Region pointing data:
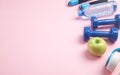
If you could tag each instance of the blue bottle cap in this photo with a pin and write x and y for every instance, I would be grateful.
(73, 2)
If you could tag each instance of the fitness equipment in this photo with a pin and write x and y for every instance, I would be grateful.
(95, 23)
(112, 34)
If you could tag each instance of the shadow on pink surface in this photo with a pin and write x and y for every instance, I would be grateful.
(106, 72)
(81, 40)
(89, 56)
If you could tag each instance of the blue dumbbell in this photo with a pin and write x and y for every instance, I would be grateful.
(95, 23)
(112, 35)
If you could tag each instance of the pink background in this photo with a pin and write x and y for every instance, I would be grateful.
(45, 37)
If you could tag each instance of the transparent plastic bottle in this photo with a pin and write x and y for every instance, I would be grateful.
(99, 10)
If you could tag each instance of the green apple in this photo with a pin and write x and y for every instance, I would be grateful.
(97, 46)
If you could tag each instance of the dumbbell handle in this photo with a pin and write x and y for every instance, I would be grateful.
(99, 34)
(106, 21)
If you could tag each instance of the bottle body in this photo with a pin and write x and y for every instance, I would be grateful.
(99, 10)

Work instructions: Each line from the one containing "If you could tag each instance of the green" through the end of the entries, both included, is to be returned exactly, with no other lines.

Exercise output:
If you could tag each instance of the green apple in this photo with a pin and write x and y for every instance, I would be grateful.
(97, 46)
If you could tag each instance of the dumbbell handle in this photo with a pin and write x and y for every instance, I would be grateful.
(99, 34)
(106, 21)
If you could tag each instance of the bottle body in this photo with a pin and write x and y for every instance, I would be grateful.
(99, 10)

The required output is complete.